*EXERCÍCIOS A REALIZAR*
1. No texto sobre a Maria, quanto custa cada hora de terapia na solução fora da rede solidária que agrada ao pai?
2. Continue o texto sobre a Maria a partir da última frase.

*EXCERTO FORNECIDO*

● ● ●

Cada um tem de ter um plano ajustado. Há quem esteja num centro a fazer actividades socialmente úteis, que poderão vir a facilitar a transição para algum programa de integração socioprofissional, e quem esteja a fazer actividades estritamente ocupacionais, que “visam manter a pessoa activa e interessada, favorecer o seu equilíbrio e bem-estar físico, emocional e social”.
“A Maria não tem capacidade para fazer qualquer actividade”, reconhece o pai. “Ela não tem noção de perigo. É capaz de pegar numa faca e de a levar à boca. O tipo de resposta que procuramos é mais de estar, de cuidar. Ela precisa de terapias que a possam ajudar a desenvolver a autonomia — a controlar a urina, a ir à casa de banho, a comer sozinha. Ela pega num copo e leva-o à boca mas tanto o pousa direito como de lado. Ela precisa de trabalhar a psicomotricidade. Também podia trabalhar algumas áreas sensoriais, de relaxamento, de postura.”
Já procurou uma solução fora da chamada rede solidária. “É muito caro”, resume. Agrada-lhe uma que custa 25 euros por cada hora de terapia. Maria experimentou. “Fazia uma terapia de manhã e outra à tarde e durante o resto do tempo tomavam conta dela. Davam-lhe um lanche. Tinha uma hora de trabalho. Davam-lhe almoço. Mais uma hora de trabalho. Davam-lhe lanche. Ia buscá-la. Ficava 50 euros por dia. A trabalhar uma hora de manhã e outra à tarde, mil euros por mês.”

● ● ●

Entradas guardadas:
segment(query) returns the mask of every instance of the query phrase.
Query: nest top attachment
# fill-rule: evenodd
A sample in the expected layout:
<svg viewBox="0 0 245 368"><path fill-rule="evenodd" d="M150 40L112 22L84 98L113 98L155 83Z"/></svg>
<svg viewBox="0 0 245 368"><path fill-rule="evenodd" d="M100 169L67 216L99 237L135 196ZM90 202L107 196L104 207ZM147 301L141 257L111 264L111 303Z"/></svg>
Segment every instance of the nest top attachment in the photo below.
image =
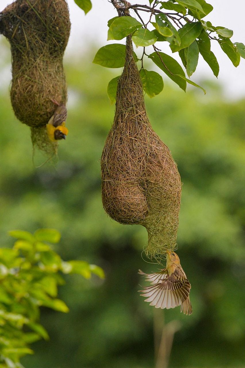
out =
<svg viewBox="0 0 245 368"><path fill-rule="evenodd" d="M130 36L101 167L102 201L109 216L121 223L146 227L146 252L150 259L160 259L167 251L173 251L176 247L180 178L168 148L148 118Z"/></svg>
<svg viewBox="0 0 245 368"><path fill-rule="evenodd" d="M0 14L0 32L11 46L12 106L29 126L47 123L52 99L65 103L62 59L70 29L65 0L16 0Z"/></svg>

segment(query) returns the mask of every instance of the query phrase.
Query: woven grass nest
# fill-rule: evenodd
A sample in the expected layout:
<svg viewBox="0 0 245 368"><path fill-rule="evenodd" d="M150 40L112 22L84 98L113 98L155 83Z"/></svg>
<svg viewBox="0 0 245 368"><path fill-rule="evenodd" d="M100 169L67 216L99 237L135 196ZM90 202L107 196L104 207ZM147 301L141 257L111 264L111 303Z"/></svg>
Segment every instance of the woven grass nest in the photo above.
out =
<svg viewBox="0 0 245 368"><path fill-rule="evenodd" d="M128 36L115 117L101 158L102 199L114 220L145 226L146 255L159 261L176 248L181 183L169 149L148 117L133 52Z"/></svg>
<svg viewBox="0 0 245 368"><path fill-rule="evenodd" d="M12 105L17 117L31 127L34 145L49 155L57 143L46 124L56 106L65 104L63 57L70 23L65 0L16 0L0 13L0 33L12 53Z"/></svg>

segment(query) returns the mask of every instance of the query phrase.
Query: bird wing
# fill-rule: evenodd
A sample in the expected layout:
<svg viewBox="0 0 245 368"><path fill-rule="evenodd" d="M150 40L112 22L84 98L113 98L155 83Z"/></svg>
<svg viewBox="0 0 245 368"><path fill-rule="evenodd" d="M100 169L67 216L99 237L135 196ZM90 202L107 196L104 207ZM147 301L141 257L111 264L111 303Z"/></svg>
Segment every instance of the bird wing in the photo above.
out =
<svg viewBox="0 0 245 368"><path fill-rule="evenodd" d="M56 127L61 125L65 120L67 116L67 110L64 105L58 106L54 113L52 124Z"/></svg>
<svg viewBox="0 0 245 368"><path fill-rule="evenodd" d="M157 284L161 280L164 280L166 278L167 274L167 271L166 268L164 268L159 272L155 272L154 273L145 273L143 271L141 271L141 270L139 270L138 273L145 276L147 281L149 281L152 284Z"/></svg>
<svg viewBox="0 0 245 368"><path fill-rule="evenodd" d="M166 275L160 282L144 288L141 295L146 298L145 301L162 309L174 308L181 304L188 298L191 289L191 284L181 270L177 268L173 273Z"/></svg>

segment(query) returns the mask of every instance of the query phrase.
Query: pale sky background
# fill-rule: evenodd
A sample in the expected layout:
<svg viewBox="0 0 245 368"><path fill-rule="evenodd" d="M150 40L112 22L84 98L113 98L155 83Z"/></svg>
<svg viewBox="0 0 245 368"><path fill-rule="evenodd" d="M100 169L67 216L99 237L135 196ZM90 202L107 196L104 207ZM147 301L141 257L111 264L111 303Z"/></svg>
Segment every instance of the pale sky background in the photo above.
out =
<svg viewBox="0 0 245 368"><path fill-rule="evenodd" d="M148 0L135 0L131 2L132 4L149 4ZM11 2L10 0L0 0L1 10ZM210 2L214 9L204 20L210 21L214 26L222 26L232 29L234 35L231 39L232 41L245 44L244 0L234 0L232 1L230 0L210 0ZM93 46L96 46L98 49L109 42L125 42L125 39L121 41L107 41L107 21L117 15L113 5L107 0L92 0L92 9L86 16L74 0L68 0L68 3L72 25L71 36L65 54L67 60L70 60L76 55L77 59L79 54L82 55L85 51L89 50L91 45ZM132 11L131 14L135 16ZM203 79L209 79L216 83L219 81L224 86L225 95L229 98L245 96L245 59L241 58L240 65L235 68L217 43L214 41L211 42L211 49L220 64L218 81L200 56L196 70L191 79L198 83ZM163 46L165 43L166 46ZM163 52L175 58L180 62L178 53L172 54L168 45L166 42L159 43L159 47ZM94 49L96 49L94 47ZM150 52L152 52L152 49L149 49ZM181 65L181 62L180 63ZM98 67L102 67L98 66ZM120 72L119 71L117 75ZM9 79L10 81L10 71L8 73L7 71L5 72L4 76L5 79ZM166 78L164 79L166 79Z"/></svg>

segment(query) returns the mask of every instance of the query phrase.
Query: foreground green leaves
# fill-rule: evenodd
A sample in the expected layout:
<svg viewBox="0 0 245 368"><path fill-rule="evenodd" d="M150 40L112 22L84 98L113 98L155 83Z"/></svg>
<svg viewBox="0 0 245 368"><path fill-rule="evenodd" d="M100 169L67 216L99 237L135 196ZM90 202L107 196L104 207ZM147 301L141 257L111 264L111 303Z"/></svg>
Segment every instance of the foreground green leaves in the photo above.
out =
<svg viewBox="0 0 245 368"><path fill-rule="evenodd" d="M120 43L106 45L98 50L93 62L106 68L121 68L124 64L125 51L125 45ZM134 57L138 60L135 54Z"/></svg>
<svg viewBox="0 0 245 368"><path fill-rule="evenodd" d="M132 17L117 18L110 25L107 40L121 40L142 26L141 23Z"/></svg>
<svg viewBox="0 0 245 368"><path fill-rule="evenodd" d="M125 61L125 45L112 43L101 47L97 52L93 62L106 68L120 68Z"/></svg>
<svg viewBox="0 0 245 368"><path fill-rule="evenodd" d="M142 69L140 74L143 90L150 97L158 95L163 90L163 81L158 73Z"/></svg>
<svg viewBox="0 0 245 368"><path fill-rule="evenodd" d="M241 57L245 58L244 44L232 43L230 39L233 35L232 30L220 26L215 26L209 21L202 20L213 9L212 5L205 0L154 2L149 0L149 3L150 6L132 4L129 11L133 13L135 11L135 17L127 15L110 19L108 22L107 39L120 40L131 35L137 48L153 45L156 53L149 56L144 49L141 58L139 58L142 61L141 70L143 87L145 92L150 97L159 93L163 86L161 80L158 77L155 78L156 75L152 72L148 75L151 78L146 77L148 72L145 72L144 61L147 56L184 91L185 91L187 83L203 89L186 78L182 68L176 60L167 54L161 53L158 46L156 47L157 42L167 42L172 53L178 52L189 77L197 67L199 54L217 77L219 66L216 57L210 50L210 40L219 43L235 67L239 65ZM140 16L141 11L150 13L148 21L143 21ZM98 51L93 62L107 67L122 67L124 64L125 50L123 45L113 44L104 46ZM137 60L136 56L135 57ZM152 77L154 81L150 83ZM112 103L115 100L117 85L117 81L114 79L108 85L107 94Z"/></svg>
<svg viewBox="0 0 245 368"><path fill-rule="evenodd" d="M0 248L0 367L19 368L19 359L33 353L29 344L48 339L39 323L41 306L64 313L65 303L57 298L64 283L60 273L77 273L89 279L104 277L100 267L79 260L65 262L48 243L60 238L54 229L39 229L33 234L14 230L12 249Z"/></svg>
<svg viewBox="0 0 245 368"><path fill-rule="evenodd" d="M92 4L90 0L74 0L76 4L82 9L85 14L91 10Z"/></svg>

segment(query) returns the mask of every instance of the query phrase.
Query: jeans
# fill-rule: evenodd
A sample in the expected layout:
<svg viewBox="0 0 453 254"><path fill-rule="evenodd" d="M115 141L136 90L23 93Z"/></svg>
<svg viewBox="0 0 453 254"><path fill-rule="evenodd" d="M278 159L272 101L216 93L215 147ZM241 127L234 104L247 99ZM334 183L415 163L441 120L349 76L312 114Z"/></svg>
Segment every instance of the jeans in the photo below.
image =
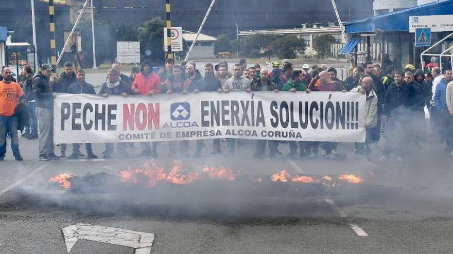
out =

● ● ●

*RESULTADOS DAS TAREFAS*
1. 25 euros.

2.
Já pediu à escola para prolongar a matrícula da filha mais um ano. “Tudo depende de uma série de factores. Tudo depende das características de cada criança. Se tem mais capacidades, se não tem, em que grupo vai encaixar…” É ver. De uma coisa tem a certeza: não a vai manter fechada dentro de casa.
Nota que “há pessoas que têm vergonha de ter um filho com défice cognitivo”. Diz-lhe a experiência que muitos homens desaparecem sem olhar para trás, como fez o pai dos gémeos, há 18 anos. “Eu não tenho vergonha. Se vou jantar fora, levo a Maria. Já sei que vou ser o centro das atenções. Ela é capaz de fazer barulho. A Maria, muitas vezes, quando vamos na rua, aborda as pessoas. Se der um bocadinho de espaço, agarra a chupeta do menino que vai ao lado, puxa a carteira da senhora que vai a passar.” E, apesar de tudo, parece-lhe que Maria vai conseguindo ter alguma qualidade de vida. “Ela vive numa situação de excepção. Tem os pais unidos. Tem a família próxima. Ela é o elo. Tem sido uma lição de vida.”